- Instructions to follow -
Quote the material word for word from the line containing "Please indicate the winter" through its final line, both ends included, and nothing else.

::::

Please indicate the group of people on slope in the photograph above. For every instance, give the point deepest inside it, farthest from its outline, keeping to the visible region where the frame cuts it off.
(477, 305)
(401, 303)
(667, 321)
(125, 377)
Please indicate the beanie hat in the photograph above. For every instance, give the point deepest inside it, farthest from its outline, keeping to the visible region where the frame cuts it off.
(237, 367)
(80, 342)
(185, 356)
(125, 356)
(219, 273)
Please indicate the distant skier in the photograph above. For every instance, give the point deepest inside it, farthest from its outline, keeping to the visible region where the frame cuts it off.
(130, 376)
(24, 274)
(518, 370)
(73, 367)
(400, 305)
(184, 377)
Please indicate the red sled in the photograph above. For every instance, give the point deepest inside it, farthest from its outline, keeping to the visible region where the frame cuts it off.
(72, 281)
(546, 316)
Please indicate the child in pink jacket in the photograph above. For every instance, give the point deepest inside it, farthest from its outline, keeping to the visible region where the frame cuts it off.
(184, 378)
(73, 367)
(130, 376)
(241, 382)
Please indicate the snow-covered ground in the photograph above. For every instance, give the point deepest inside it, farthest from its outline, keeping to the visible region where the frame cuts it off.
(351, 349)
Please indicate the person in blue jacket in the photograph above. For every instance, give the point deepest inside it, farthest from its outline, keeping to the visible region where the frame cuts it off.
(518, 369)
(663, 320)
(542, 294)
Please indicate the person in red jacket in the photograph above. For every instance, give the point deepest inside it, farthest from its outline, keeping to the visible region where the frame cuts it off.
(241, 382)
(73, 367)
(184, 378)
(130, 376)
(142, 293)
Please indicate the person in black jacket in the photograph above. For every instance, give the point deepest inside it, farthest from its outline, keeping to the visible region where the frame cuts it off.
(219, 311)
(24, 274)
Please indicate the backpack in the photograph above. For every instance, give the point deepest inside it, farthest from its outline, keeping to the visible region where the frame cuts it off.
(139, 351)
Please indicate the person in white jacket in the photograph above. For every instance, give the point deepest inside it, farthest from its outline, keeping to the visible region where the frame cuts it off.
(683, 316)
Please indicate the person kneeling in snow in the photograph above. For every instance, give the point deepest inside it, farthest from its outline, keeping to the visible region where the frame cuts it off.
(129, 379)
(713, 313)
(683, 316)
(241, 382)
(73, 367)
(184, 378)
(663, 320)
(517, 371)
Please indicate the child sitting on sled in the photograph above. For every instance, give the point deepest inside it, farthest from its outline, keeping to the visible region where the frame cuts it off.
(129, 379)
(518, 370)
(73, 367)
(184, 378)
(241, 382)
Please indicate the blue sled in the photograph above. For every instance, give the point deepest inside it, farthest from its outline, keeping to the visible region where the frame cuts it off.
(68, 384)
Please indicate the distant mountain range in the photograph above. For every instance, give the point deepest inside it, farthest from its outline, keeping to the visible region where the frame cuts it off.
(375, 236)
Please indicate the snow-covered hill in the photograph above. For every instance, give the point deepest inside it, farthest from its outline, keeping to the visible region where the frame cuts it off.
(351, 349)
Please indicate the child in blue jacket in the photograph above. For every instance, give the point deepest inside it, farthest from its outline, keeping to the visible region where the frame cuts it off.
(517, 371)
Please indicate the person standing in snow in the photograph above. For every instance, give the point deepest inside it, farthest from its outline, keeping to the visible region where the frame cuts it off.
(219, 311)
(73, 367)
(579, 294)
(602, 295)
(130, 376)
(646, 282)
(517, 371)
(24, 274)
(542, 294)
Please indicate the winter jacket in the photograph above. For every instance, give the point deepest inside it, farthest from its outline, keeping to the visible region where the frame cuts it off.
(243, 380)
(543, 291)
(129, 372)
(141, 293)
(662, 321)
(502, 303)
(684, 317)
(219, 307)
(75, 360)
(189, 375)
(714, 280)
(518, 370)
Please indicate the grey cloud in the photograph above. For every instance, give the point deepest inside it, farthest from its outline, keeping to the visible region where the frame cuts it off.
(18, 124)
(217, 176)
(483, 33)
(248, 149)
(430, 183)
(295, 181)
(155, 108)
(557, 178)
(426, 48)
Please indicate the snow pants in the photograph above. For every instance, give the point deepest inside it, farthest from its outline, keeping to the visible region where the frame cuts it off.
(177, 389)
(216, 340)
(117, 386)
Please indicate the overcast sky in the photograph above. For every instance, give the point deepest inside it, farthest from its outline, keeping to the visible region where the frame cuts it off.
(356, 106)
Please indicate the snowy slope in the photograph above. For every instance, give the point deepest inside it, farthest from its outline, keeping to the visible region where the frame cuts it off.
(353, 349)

::::

- Result below -
Please indicate the winter jacket in the photograph above. For every instance, give the point deepest inside it, farthest from its outline, keeping to the visible region where the frame cuts it off.
(243, 380)
(543, 291)
(129, 372)
(141, 293)
(662, 321)
(502, 303)
(684, 317)
(219, 307)
(75, 360)
(189, 375)
(714, 280)
(518, 370)
Please indicate the grey cloud in the photograph above. For every instance, give the point deepest inside it, farthest from its outline, keeping to the visible region where the frame cuts it off.
(18, 124)
(217, 176)
(483, 33)
(248, 149)
(430, 183)
(295, 181)
(155, 108)
(557, 178)
(426, 48)
Please indicate the snow pants in the photograph above. For every instance, give the point deepest inside it, farthest from its outline, keeping to the visible region where the frame cuts it off.
(177, 389)
(216, 340)
(117, 386)
Please indicate the overcast sky in the photograph above. For every instance, give the point deepest inside it, farthest from its outline, keeping to the visible region where the frame cuts it off.
(356, 106)
Please indicate the snowy slope in the photograph above. For every instance, give the point deepest inside it, farthest from its outline, keeping to the visible region where the frame cuts it off.
(353, 349)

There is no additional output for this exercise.